■ **Problem details**
Convert the records into a Markdown table with the columns "Row" and "Line", one line per row, with blank lines and pictures left out.

■ **Records of labeled points**
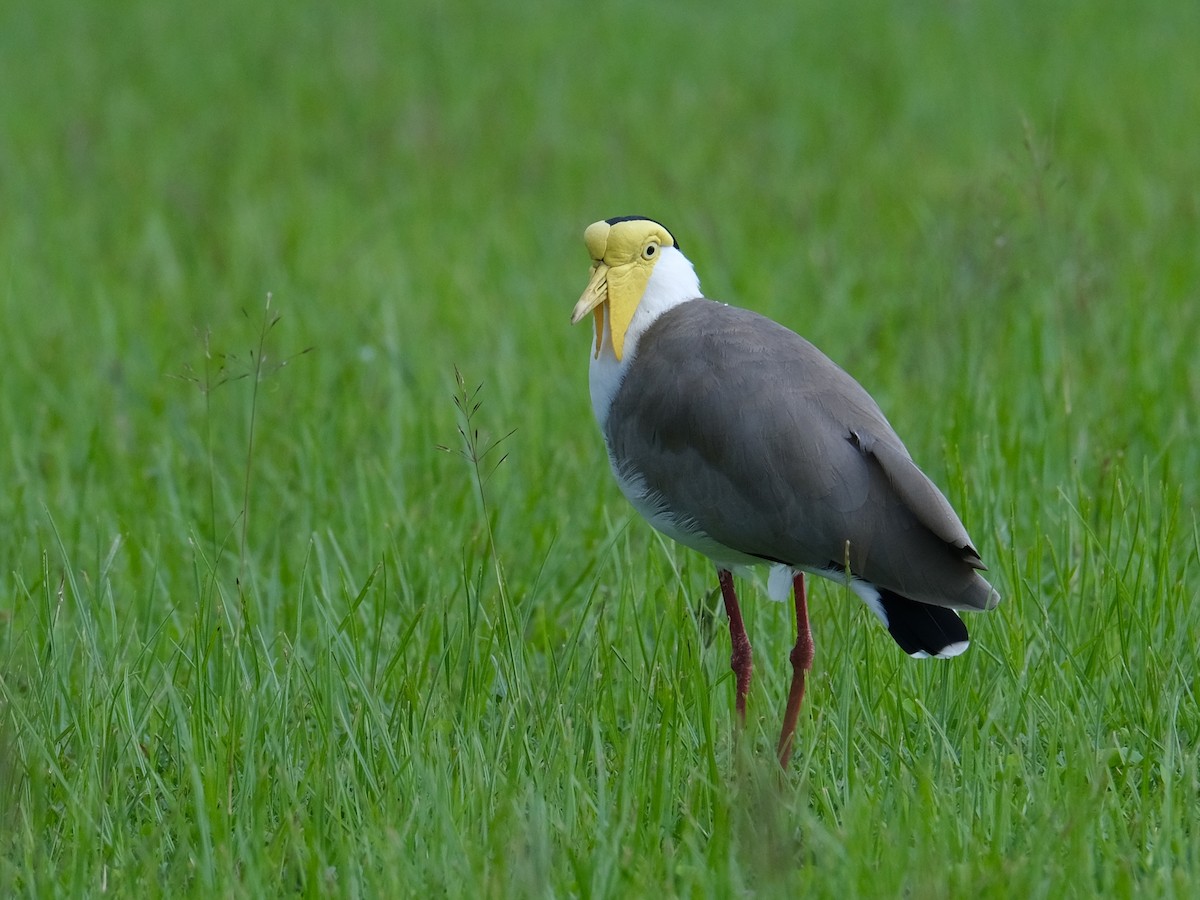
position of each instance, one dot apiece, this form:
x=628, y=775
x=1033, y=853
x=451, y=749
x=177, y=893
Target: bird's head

■ **Answer to the exercise**
| Row | Line |
|---|---|
| 1 | position of each instance, one dot apiece, this form: |
| 2 | x=628, y=775 |
| 3 | x=1033, y=853 |
| 4 | x=451, y=749 |
| 5 | x=177, y=893 |
| 6 | Target: bird's head |